▶ Text block
One other thought for you...maybe you already did this. Since you said it looked kind of beaten up, have you floated it and verified it has no leaks? Might be advisable if you haven't yet to do that before you do the bed liner and painting. Fixing leaks after having done those things would piss me off big time. :yikes:


----------



## adam bomb (Feb 27, 2006)

I didnt float it, but i filled it with water. I woulda thought what could come in should go out right?


----------



## just ducky (Aug 23, 2002)

Yeah that's just as good. And that way if it does leak, you can mark exactly where it's leaking.


----------



## adam bomb (Feb 27, 2006)

Well, i finally had some time to work on the boat and today i finished it up.

Heres the boat the day after i got it. Secretary of state transfered the MC #, so i just taped them off. That was fun...lol..I may contact Mich-Craft about a new decal for the side.

















I removed the transom plates as they had some wear and then power washed the canoe. I prepped it with some scotch bright pads. And then primed it.

















Then i painted the enire boat with some drab green. From there i used these plastic cattails with wire inserts for my stencils and just free styled with it changing the angle etc. Did the inside and out. Once that was done i taped off the interior of the boat so that i could spray the truck bed liner on to the primed and prepped deck.
















Once i got that done decided the floor was just too dark so i used my stencil and the khaki to dull it down a bit.








Intalled the new transom boards with stainless hardware and put on the new sticker and its done.


----------



## KLR (Sep 2, 2006)

Nice work!!




I've got some electrical work to do, just waiting for the heat to break a little!!


----------



## Ruger-44 (Apr 2, 2009)

Nice work. Turned out great.


----------

▶ Dataset
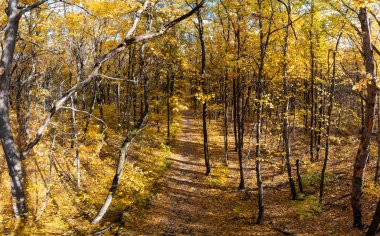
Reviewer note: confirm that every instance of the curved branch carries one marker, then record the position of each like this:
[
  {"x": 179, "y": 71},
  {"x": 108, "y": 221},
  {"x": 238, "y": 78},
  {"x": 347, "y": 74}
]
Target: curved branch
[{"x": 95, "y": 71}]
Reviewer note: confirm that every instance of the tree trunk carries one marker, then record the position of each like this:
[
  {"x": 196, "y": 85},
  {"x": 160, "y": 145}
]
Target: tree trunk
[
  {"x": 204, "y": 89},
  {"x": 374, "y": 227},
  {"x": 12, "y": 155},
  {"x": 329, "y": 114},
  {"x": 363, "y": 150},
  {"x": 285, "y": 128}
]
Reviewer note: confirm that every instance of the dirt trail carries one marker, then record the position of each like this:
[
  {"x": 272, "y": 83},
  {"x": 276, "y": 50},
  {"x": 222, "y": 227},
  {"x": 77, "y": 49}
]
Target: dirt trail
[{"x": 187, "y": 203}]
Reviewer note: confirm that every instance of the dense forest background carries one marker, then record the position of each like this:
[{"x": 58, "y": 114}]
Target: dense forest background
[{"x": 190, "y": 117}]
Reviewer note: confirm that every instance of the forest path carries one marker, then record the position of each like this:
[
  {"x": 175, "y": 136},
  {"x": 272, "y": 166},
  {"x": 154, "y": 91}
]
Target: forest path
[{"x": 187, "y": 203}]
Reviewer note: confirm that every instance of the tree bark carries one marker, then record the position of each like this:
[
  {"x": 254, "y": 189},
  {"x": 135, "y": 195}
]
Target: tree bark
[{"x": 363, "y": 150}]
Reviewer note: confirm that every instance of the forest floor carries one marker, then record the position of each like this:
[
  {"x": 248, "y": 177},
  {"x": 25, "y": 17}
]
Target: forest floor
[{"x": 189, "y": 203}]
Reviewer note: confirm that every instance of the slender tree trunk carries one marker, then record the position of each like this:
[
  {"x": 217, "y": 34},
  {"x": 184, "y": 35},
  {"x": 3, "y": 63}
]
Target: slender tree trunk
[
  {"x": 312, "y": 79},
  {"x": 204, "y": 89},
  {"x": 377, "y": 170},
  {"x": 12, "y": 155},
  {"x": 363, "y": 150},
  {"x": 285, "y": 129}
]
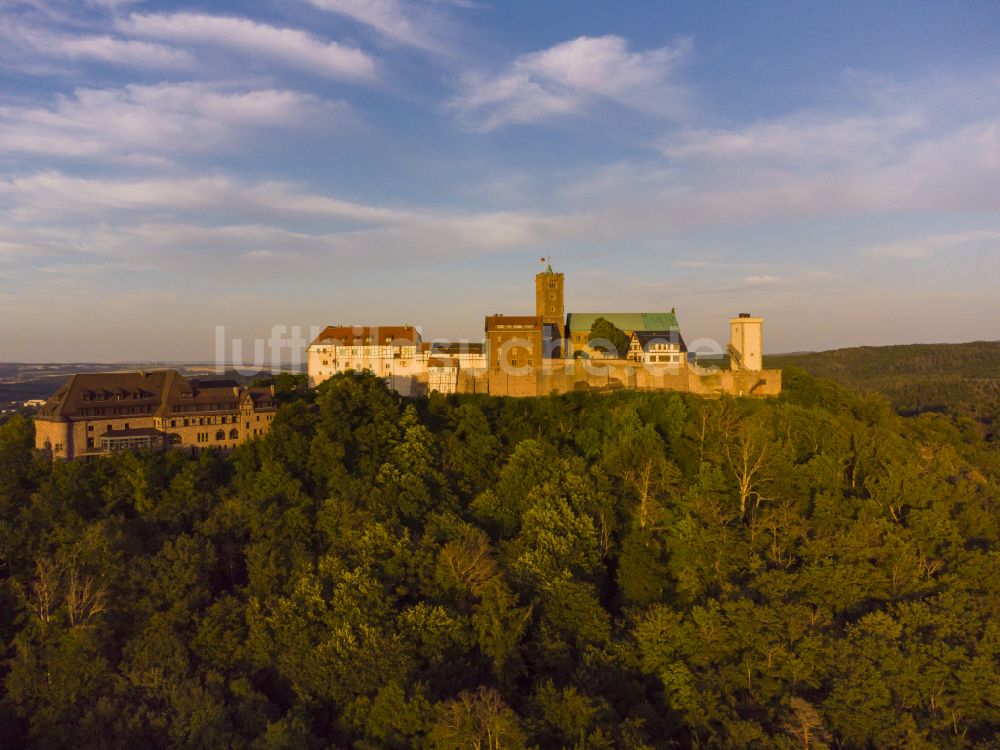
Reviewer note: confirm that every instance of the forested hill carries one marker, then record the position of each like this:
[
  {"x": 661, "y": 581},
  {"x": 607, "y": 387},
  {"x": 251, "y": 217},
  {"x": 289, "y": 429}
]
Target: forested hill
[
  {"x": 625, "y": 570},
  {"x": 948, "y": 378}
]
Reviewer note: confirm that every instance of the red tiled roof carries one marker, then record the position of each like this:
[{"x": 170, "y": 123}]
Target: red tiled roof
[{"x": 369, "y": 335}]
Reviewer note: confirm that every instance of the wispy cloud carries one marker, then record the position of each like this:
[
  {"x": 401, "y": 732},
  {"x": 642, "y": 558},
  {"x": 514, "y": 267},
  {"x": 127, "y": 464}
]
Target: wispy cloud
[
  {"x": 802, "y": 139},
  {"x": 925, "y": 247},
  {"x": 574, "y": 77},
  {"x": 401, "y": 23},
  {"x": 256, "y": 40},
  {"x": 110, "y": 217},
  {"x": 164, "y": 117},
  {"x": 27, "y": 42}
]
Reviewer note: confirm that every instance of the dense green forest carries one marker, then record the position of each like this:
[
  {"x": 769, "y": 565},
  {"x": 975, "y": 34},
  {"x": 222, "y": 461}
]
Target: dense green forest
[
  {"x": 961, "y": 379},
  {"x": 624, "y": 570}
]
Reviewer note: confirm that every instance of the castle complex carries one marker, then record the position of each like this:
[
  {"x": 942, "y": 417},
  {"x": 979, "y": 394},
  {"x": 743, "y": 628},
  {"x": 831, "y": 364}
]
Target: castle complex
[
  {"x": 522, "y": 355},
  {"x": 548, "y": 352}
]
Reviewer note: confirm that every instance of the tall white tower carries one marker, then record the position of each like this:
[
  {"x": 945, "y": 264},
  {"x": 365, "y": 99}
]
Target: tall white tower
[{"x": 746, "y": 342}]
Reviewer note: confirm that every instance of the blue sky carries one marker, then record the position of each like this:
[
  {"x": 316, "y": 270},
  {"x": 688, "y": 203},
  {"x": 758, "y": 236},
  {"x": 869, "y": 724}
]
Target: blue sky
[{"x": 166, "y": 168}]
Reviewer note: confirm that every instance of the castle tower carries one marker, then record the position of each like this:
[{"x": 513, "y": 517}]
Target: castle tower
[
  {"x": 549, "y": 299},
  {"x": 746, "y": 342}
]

▶ Task instructions
(A) Write out the passage of the boat-painting thread from "## just ducky" to "finished it up.".
(B) In the boat-painting thread, what did adam bomb use as stencils for the camouflage pattern?
The data isn't needed here.

▶ Answers for the tasks
(A)
## just ducky (Aug 23, 2002)

Yeah that's just as good. And that way if it does leak, you can mark exactly where it's leaking.


----------



## adam bomb (Feb 27, 2006)

Well, i finally had some time to work on the boat and today i finished it up.

(B) Plastic cattails with wire inserts.